Locate each line in the data that contains the string "throughout", and copy those lines out in full.

━━━━━━

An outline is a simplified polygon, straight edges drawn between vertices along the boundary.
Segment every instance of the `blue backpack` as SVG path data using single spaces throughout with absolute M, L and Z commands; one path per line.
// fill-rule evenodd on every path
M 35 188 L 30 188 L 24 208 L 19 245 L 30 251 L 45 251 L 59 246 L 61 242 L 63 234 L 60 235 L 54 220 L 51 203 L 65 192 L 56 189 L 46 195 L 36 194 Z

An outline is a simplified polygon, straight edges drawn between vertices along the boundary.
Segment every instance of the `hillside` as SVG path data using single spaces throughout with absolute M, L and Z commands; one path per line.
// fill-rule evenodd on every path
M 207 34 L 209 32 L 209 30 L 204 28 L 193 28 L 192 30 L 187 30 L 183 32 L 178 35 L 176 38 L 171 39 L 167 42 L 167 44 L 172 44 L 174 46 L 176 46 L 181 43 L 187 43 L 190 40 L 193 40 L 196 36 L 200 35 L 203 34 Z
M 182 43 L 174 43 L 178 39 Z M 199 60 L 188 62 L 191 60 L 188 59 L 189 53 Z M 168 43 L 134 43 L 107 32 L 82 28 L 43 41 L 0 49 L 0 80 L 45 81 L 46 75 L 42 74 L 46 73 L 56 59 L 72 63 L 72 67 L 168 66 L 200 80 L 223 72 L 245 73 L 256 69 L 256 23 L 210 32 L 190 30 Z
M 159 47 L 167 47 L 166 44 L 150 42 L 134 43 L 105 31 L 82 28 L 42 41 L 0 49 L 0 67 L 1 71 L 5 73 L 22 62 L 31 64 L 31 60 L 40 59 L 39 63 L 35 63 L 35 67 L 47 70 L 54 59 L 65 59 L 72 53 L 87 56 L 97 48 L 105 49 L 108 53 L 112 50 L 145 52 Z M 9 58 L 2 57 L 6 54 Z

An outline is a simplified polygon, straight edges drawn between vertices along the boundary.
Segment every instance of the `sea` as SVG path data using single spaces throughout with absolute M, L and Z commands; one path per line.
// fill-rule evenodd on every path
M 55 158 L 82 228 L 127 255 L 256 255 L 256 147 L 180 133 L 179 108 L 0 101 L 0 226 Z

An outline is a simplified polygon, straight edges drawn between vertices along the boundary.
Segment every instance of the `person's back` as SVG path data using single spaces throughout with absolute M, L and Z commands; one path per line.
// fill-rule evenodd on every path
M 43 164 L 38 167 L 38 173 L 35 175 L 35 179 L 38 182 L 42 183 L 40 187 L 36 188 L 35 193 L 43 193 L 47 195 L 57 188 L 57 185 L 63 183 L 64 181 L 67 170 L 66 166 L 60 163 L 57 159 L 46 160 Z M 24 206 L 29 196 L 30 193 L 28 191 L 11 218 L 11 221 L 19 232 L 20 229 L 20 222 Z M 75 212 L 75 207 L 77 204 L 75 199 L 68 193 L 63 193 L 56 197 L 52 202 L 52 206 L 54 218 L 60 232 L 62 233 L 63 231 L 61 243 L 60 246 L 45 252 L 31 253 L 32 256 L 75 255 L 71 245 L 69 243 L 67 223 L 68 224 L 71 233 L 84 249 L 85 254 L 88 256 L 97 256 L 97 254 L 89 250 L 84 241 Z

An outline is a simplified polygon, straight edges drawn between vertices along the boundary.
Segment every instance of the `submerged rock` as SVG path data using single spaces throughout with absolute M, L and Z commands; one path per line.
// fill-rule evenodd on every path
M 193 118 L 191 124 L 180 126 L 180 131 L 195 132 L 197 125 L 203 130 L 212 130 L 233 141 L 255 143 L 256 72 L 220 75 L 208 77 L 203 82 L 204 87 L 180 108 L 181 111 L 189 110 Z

━━━━━━

▸ Expected output
Segment every instance of the `blue backpack` as SVG path data using single spaces throughout with absolute M, L and Z commands; one path per line.
Segment every instance of the `hillside` as SVG path data using single spaces throughout with absolute M, L and Z commands; one path per line.
Segment every instance of the `sea` as SVG path data using single spaces throughout with absolute M, L and Z commands; one path per line.
Segment every instance of the `person's back` as SVG path data using single spaces throughout with absolute M, L and Z commands; one path per line.
Segment every instance of the `submerged rock` as SVG path data using single spaces throughout with absolute M, L and Z commands; one path per line.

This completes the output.